• [TASK OBJECTIVE]: A faithful copy of each record is required, minus the images.
(Beginning of DATA TO USE)
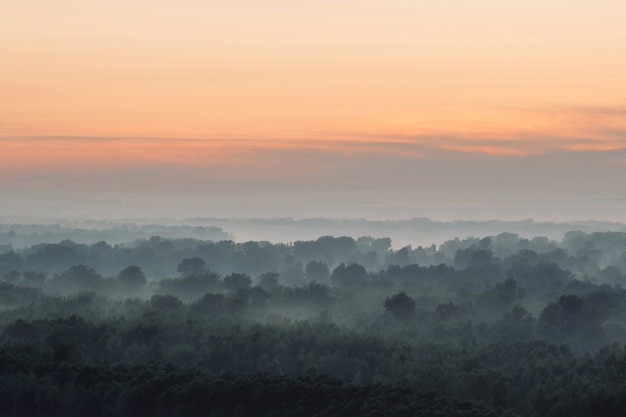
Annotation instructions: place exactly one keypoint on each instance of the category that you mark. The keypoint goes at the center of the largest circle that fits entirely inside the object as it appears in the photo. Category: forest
(497, 325)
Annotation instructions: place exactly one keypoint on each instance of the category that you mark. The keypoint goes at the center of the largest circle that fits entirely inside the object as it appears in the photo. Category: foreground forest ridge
(493, 326)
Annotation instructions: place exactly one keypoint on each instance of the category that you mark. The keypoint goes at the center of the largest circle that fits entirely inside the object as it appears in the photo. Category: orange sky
(104, 85)
(281, 69)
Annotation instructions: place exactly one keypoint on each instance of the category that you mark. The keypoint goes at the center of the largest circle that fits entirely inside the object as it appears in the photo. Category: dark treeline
(332, 326)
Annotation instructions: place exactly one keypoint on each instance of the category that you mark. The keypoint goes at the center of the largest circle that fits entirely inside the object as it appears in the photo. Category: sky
(379, 109)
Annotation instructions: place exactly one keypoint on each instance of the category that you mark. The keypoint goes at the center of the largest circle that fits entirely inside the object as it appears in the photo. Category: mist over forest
(183, 318)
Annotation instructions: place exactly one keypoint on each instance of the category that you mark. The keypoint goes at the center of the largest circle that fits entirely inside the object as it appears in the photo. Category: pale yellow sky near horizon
(247, 101)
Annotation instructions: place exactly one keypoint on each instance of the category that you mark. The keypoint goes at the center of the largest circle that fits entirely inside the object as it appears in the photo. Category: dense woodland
(490, 326)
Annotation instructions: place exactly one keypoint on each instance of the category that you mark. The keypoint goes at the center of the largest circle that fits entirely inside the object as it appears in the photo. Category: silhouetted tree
(400, 305)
(End of DATA TO USE)
• [TASK ANSWER]:
Annotation instructions: place exactly one keypoint on each instance of the category that you mark. The keypoint goes at the center of the largest circle that fits entirely inside the object as it appears in the photo. Category: forest
(497, 325)
Annotation instructions: place exactly one keypoint on each instance of the category that you mark. The keypoint goes at the center of the largest circle that fits entirely inside the object as it appears in the photo. Category: foreground forest ridge
(493, 326)
Annotation instructions: place exactly one keypoint on each instance of the category that you mark. The keypoint goes at the center of the largest circle that fits entirely inside the object as it appears in the photo. Category: orange sky
(104, 85)
(281, 69)
Annotation instructions: place exactly one keypoint on each instance of the category that you mark. The keypoint goes at the center of the largest circle that fits entirely inside the object as it appears in the photo. Category: dark treeline
(332, 326)
Annotation instructions: place exactly one keypoint on each instance of the category that you mark. The keypoint goes at the center of the largest circle that fits entirely inside the object as it appears in the photo. Category: sky
(379, 109)
Annotation instructions: place exactly one keypoint on each instance of the category that you mark. The keypoint goes at the center of the largest circle that fits entirely inside the object as it appears in the photo. Category: mist over forest
(183, 318)
Annotation instructions: place exactly one keypoint on each instance of the category that you mark. The keypoint goes at the center of the largest circle that fits entirely inside the object as it appears in the photo. Category: pale yellow sky near horizon
(247, 101)
Annotation instructions: place exactly one keypoint on each instance of the category that you mark. The keypoint goes at the center of the largest circle that fits entirely inside the object as it appears in the photo. Category: dense woodland
(490, 326)
Annotation instructions: place exactly one keypoint on each instance of the category that you mark. The keypoint goes at the center of the largest circle that fits entirely inside the object as it appears in the photo. Category: silhouetted tree
(400, 305)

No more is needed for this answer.